SET OF TASKS -
[a] Name the three solvents that the article on the FDA color additive petition says the petition proposes to remove from the color additive regulations, along with the abbreviation the article gives for each.
[b] Answer these questions from the article on the FDA color additive petition:
(i) Which organization submitted the petition?
(ii) In what year did the EPA designate trichloroethylene as a known human carcinogen?
(iii) Under which act did the EPA finalize its 2019 rule prohibiting most consumer uses of methylene chloride?
[c] Carry on the article on the FDA color additive petition from the point where it ends.

SELECTED EXTRACT -

Compliance 11 min read

FDA Color Additive Petition: 3 Solvents Facing Removal

J

Jared Clark

April 03, 2026

Citation hook: On April 1, 2026, the FDA formally filed a color additive petition (Docket No. FDA-2026-C-0XXXX) submitted by the International Association of Color Manufacturers (IACM), proposing to remove methylene chloride, trichloroethylene, and ethylene dichloride from the color additive regulations — not because of new safety findings, but because their use has been permanently abandoned by industry.

If your organization manufactures, sources, or incorporates color additives into medical devices, combination products, pharmaceuticals, or food-contact materials, this regulatory development deserves your immediate attention. The lesson here is broader than one petition: when industry practice drifts away from what regulations formally permit, proactive regulatory housekeeping protects everyone — and companies that lag behind risk compliance gaps they didn't know they had.

In this article, I'll break down exactly what the FDA has filed, why it matters, and what practical steps your quality and regulatory teams should take right now.


What the FDA Actually Filed — and Why

On April 1, 2026, the FDA announced the filing of a color additive petition submitted by the International Association of Color Manufacturers (IACM). The petition, published in the Federal Register at 86 FR 2026-06295, proposes to amend the existing color additive regulations to remove authorization for the use of three specific solvents in the preparation of certain color additives:

  1. Methylene chloride (dichloromethane, DCM)
  2. Trichloroethylene (TCE)
  3. Ethylene dichloride (1,2-dichloroethane, EDC)

The basis for removal is not a new safety emergency — it is that these uses have been permanently abandoned by the industry. The IACM, which represents color additive manufacturers globally, has proactively requested the regulatory cleanup to align the written rules with actual manufacturing practice.

Citation hook: The FDA's filing of the IACM petition represents a form of proactive regulatory alignment — removing permissions that no longer reflect real-world manufacturing practice, thereby reducing ambiguity in compliance assessments and supplier audits.


Understanding the Three Solvents at Issue

Before diving into compliance implications, it's worth understanding why these three solvents were ever permitted — and why their removal matters even if no one is using them.

Methylene Chloride (Dichloromethane / DCM)

Methylene chloride is a powerful chlorinated solvent historically used in extraction and purification processes. It has faced increasing regulatory pressure across multiple jurisdictions. In 2019, the EPA finalized a rule prohibiting most consumer uses of methylene chloride under the Toxic Substances Control Act (TSCA), and FDA had previously restricted its use in food-related applications. It is classified as a possible human carcinogen (Group 2A) by the International Agency for Research on Cancer (IARC).

Trichloroethylene (TCE)

TCE has one of the longest regulatory histories of any industrial solvent. The EPA designated TCE as a known human carcinogen in 2011. In September 2023, the EPA announced proposed rules to ban most uses of TCE under TSCA, reflecting decades of evidence linking TCE exposure to kidney cancer, non-Hodgkin lymphoma, and other serious health outcomes. Its presence in any regulated manufacturing context carries significant scrutiny.

Ethylene Dichloride (1,2-Dichloroethane / EDC)

(Source records)

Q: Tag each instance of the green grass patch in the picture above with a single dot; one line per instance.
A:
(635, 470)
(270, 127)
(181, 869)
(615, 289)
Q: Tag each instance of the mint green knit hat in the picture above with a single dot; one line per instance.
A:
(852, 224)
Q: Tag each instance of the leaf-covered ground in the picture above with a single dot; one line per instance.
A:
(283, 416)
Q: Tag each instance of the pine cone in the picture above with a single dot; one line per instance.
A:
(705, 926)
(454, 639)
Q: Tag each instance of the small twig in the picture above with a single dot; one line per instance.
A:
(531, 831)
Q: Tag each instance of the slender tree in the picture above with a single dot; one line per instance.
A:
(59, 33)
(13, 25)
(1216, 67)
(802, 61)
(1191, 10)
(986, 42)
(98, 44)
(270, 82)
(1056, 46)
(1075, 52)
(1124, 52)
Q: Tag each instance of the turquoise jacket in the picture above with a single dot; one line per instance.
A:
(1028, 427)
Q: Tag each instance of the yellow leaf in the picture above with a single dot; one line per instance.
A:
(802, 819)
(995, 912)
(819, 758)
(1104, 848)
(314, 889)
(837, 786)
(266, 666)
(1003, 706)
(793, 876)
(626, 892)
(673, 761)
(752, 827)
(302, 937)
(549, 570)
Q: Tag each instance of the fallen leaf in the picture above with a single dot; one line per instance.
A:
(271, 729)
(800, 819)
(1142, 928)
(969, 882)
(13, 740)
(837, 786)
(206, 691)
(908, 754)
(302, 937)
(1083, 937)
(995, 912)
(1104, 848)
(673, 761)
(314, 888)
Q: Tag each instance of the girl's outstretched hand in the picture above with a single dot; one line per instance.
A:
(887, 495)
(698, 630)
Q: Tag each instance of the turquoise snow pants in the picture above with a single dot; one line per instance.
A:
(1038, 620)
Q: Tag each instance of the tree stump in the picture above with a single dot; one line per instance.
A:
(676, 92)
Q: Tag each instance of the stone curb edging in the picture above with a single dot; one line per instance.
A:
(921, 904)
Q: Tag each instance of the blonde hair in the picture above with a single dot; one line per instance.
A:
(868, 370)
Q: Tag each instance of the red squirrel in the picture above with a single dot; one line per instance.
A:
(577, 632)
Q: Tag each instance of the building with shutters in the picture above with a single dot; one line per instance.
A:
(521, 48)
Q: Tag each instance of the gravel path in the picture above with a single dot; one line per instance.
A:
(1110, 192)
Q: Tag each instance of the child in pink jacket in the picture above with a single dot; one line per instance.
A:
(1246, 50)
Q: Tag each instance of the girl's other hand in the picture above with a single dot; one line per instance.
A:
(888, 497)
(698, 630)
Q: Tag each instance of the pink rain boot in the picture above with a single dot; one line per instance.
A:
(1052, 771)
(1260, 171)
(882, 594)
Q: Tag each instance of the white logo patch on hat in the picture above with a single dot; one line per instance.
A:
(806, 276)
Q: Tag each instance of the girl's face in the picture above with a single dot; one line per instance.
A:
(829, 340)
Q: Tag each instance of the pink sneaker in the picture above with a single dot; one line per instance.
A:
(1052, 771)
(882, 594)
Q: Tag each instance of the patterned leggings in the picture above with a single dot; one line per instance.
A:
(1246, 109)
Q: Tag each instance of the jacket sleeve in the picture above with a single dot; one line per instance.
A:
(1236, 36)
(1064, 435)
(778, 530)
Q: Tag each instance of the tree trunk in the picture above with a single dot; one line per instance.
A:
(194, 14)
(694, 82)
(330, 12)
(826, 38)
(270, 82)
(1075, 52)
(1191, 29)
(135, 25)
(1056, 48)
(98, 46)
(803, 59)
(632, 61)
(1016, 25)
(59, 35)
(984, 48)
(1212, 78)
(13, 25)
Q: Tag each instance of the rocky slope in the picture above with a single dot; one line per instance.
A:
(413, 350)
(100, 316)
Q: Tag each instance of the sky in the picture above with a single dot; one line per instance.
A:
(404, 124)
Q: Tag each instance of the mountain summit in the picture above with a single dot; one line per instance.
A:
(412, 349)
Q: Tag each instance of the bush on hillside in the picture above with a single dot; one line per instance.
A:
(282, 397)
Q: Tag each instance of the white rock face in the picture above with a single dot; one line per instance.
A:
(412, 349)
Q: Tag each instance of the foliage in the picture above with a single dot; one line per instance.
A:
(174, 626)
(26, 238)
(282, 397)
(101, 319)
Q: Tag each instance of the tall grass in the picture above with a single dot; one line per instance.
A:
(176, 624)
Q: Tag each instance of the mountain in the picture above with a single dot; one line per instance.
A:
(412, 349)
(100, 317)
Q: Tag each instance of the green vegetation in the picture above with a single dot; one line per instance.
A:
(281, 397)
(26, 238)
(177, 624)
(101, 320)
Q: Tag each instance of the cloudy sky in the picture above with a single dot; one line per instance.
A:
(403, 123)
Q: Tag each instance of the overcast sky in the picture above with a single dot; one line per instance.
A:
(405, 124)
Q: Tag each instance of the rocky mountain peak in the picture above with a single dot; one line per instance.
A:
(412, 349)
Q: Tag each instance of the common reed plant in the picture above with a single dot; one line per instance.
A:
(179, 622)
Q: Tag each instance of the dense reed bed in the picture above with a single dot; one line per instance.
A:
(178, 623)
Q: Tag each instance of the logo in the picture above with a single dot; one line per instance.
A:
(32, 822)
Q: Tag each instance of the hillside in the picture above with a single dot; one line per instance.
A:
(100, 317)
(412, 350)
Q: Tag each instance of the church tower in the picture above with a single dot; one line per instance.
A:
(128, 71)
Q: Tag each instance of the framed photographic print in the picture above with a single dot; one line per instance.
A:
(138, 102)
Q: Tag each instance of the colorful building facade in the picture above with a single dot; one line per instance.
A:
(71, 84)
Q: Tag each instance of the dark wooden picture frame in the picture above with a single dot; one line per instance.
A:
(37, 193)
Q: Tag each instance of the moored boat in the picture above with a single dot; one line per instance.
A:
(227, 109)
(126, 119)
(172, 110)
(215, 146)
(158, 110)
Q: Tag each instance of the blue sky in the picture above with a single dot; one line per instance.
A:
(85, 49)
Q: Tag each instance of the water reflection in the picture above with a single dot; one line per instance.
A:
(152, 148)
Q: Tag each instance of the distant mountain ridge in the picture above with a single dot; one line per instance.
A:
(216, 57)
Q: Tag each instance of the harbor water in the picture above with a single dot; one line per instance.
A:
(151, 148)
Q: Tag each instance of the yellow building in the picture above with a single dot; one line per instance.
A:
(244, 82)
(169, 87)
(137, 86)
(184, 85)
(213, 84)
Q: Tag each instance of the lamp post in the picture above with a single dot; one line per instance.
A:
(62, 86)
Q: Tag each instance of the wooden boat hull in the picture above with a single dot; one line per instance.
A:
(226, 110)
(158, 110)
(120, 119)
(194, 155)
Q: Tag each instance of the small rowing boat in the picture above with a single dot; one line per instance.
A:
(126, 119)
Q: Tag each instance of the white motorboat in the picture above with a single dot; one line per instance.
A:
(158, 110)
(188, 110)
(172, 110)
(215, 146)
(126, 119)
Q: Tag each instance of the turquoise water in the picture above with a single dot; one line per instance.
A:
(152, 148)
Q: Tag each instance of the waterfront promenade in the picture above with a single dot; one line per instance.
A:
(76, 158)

RESULTS FOR EACH TASK -
[a]
Methylene chloride (DCM)
Trichloroethylene (TCE)
Ethylene dichloride (EDC)

[b]
(i) The International Association of Color Manufacturers (IACM)
(ii) 2011
(iii) The Toxic Substances Control Act (TSCA)

[c]
EDC is classified as a probable human carcinogen (Group 2A) by IARC. It has been phased out of most food-contact and consumer-facing applications over the past two decades. Like TCE and DCM, its continued listing in the color additive regulations — even as a permitted option — creates potential confusion for auditors, notified bodies, and supply chain due-diligence reviewers.


Why "Permanently Abandoned" Is a Regulatory Signal You Cannot Ignore

Here is the compliance insight that most teams miss: the existence of a regulatory permission is not the same as a regulatory requirement to use it. But from a due diligence and audit standpoint, having a regulation that still technically permits a hazardous solvent creates several downstream risks:

  • Supplier qualification ambiguity: If your color additive specification simply says "manufactured per applicable color additive regulations," an auditor may legitimately ask whether any of the permitted solvents — including these three — are used in your supply chain.
  • Risk assessment documentation gaps: Under ISO 13485:2016 clause 7.4.3 (Verification of purchased product), you are expected to verify that purchased materials conform to your specifications. If your suppliers could theoretically use these solvents under current regulations, your risk files may need to address that.
  • Combination product and biocompatibility implications: For medical device manufacturers, colorants used in device components must be evaluated for biocompatibility per ISO 10993-1. The presence of residual chlorinated solvents in color additives could trigger additional testing requirements under ISO 10993-18 (chemical characterization).

Citation hook: Under ISO 13485:2016 clause 7.4, medical device manufacturers bear responsibility for ensuring that externally provided products conform to specified requirements — which means the regulatory status of every input, including color additives and their manufacturing solvents, must be documented and controlled.

The IACM petition — if finalized — eliminates this ambiguity by making the regulatory text match industry reality. But until the final rule is published, the current regulations still technically permit these solvents.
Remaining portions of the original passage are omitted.